▶ **DATA IN THIS EXERCISE**:

§ §

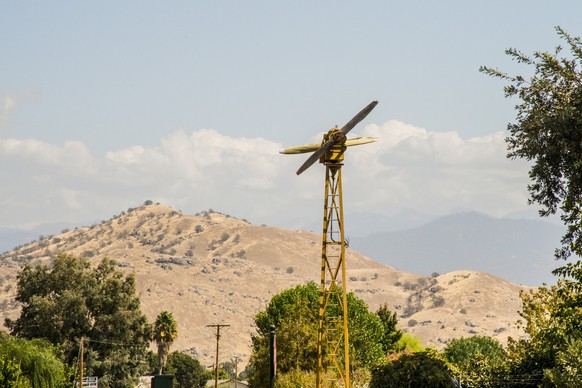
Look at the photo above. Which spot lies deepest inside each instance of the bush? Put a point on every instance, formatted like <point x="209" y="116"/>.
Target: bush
<point x="422" y="369"/>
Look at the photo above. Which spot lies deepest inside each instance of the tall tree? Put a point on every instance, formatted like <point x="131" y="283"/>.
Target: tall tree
<point x="71" y="299"/>
<point x="36" y="362"/>
<point x="165" y="332"/>
<point x="294" y="313"/>
<point x="548" y="133"/>
<point x="188" y="371"/>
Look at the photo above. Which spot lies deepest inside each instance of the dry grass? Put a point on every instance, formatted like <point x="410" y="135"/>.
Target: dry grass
<point x="211" y="268"/>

§ §

▶ **PROBLEM DETAILS**: Reproduce every entry above word for word, leaving out the pictures.

▶ **COMPLETED TASK**:
Look at the photo above. Which spot lies deepest inside each instance of the bush? Put a point on every instance, formatted like <point x="209" y="116"/>.
Target: bush
<point x="422" y="369"/>
Look at the photo above. Which spot lies deepest inside each instance of the tall tree? Put a point on every instance, formatted like <point x="131" y="283"/>.
Target: tall tree
<point x="71" y="299"/>
<point x="36" y="362"/>
<point x="165" y="332"/>
<point x="294" y="313"/>
<point x="548" y="133"/>
<point x="188" y="371"/>
Look at the photo above. Which spot lies deepest inside each instance of the dry grass? Put a point on every instance, formatted like <point x="410" y="135"/>.
Target: dry grass
<point x="211" y="268"/>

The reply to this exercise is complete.